Written problem — Extract the line that contains "Find every instance of the corrugated" and every line after it to the end of the records below, exactly as written and nothing else.
....................
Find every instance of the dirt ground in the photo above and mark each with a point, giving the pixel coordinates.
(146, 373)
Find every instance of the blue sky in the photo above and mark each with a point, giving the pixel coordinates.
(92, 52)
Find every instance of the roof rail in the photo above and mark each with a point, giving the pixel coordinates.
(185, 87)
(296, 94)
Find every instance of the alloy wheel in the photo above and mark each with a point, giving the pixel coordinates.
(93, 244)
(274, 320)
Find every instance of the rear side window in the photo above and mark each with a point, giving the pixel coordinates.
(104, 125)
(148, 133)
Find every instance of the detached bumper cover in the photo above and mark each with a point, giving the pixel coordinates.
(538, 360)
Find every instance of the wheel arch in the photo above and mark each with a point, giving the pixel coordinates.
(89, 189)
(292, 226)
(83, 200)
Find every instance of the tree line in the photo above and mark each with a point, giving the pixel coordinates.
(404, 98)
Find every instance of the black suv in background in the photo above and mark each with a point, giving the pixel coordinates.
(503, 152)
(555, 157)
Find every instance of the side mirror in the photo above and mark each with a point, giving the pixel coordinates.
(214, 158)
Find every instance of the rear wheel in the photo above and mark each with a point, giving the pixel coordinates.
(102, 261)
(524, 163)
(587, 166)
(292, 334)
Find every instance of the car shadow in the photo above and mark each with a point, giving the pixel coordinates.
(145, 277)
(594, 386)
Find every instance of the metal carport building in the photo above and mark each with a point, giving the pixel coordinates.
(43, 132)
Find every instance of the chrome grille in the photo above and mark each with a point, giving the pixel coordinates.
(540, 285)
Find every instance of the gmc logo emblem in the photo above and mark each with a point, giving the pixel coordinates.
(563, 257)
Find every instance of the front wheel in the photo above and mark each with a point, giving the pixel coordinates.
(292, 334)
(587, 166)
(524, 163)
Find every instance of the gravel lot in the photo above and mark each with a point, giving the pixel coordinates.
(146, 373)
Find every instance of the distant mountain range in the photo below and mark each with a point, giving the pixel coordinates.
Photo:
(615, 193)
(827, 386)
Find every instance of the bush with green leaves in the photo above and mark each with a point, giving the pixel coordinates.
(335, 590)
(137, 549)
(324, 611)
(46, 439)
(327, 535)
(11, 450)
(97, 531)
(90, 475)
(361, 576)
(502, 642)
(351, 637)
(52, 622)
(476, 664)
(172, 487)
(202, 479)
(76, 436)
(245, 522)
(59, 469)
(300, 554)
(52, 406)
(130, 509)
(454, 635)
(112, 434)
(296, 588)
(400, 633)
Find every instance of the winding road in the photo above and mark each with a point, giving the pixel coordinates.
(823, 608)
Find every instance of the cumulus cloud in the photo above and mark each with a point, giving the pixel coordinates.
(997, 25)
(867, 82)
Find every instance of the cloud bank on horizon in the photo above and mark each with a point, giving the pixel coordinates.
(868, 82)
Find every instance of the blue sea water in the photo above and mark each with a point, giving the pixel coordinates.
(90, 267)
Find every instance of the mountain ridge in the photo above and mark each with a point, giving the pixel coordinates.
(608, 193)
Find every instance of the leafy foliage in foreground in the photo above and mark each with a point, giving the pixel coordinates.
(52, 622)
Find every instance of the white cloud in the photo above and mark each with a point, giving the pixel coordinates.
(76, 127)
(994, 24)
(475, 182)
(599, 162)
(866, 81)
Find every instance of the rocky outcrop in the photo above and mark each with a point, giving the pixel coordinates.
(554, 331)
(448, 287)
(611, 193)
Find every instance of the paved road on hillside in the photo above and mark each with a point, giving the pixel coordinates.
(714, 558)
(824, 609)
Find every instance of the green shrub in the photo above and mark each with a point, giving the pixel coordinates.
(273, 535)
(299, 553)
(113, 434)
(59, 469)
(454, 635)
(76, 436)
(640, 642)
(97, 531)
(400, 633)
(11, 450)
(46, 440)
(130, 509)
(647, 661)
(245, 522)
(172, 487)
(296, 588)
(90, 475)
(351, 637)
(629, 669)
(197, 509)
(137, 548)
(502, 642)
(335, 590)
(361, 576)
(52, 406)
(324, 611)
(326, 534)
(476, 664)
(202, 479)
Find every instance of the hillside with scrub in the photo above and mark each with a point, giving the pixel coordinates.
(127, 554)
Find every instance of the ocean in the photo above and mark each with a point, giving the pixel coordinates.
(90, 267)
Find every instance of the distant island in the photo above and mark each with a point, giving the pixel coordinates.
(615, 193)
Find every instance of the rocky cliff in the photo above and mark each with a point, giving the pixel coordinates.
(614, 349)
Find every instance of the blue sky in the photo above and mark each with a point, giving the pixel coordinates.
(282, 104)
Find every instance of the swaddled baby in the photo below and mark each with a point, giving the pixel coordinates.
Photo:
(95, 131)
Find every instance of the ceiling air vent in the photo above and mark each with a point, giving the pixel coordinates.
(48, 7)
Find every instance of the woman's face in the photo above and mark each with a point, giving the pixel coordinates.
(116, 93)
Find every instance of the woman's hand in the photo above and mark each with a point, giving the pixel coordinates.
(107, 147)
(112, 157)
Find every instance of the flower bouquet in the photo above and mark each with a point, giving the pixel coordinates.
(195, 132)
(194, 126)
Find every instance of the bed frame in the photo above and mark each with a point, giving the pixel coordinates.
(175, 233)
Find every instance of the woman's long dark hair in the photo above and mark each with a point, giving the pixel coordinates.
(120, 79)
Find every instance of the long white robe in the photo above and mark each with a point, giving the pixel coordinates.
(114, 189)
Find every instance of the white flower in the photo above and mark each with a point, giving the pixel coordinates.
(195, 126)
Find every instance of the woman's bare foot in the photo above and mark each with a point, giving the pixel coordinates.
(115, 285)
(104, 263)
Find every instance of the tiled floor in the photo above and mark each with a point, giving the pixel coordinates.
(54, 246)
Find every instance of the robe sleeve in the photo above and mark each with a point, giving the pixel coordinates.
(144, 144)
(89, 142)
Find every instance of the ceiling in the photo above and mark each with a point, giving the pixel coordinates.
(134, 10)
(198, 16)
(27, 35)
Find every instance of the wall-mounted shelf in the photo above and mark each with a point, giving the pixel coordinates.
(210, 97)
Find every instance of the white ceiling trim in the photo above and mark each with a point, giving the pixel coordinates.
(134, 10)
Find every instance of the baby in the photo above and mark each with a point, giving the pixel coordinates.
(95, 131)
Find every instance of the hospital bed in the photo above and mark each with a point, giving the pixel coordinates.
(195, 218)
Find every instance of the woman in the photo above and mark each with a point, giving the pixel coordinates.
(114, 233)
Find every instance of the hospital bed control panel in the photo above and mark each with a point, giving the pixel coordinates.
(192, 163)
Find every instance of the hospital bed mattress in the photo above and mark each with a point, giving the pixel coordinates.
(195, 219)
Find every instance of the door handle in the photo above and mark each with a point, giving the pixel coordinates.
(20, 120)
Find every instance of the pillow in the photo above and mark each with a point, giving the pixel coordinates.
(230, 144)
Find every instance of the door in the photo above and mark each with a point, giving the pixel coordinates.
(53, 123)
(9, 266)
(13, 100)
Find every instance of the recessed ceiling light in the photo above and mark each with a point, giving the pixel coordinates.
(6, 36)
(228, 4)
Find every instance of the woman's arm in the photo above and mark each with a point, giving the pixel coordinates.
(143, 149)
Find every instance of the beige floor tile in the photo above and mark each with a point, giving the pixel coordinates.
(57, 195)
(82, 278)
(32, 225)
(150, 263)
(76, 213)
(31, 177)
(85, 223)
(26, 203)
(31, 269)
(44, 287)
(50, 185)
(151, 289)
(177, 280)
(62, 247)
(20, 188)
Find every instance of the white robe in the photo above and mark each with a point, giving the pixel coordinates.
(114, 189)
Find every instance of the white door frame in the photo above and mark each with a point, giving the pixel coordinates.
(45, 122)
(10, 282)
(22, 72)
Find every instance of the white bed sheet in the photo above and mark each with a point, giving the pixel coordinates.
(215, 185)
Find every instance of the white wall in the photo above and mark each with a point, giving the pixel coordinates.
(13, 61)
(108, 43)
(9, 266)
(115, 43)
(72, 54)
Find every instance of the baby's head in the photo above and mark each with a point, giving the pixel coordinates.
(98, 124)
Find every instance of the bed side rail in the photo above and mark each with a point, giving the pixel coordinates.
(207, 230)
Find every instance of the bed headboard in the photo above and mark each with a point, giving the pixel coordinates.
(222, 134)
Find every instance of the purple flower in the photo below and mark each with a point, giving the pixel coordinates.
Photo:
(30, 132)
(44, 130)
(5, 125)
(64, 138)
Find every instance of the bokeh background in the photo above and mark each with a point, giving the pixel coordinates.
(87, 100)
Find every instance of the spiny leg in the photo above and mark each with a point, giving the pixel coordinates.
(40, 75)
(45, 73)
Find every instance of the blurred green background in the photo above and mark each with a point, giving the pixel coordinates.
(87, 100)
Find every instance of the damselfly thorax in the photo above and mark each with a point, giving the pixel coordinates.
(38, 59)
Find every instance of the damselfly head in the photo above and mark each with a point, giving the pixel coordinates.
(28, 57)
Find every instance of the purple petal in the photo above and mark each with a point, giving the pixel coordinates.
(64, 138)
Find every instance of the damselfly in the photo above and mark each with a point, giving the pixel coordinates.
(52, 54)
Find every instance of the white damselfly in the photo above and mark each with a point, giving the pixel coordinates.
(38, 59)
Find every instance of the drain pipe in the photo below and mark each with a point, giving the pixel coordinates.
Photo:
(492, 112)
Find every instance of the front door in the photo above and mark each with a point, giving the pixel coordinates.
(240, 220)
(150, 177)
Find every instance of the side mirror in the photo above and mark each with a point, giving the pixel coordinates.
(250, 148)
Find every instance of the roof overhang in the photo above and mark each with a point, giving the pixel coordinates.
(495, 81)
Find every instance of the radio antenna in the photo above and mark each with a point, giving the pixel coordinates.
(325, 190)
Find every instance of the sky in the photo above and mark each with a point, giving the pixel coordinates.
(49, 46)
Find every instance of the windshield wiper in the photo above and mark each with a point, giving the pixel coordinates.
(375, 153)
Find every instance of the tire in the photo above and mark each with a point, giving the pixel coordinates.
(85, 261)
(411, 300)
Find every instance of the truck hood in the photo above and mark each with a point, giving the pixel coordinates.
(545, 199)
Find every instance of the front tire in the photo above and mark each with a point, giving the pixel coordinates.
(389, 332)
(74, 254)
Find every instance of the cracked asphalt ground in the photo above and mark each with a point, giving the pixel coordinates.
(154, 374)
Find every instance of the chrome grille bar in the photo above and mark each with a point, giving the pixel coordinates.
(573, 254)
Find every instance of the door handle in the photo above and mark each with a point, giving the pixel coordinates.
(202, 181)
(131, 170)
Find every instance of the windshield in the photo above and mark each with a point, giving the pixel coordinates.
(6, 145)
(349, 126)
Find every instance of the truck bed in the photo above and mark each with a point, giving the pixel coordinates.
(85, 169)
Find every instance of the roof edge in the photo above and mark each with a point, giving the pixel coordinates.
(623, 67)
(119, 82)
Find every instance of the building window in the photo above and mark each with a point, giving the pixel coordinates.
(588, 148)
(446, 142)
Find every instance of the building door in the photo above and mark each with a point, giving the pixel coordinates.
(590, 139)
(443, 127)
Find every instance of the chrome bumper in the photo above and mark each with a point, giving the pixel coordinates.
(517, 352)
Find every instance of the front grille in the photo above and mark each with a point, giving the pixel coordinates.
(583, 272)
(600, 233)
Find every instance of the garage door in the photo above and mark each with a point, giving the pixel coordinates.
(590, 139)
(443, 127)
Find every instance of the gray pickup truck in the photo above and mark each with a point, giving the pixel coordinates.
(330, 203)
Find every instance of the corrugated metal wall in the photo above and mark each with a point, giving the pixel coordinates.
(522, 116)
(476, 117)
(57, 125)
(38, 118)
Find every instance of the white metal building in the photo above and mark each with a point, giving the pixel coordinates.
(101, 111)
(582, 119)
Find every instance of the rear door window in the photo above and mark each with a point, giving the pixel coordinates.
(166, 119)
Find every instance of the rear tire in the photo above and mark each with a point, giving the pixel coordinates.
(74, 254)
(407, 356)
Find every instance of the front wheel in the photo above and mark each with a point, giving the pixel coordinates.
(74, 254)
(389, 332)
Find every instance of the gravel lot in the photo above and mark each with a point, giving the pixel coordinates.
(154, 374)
....................
Response to the exercise —
Find every instance of the corrugated metal wall in the photo above and mark each with a point, giving the pixel coordinates.
(522, 116)
(476, 117)
(57, 125)
(38, 118)
Find every instance of the white metal building in the photo above and mark each with a point, giving the pixel coordinates.
(101, 111)
(582, 119)
Find every instance of the rear door window in the photo above and mark each with a point, giving the pixel coordinates.
(166, 119)
Find every instance of the rear tire in the photo above and mark each with a point, giving the pixel coordinates.
(74, 254)
(407, 356)
Find every instance of the front wheel in the photo above and mark each with a point, giving the pixel coordinates.
(74, 254)
(389, 332)
Find every instance of the gravel lot in the photo above and mark each with a point, giving the pixel coordinates.
(154, 374)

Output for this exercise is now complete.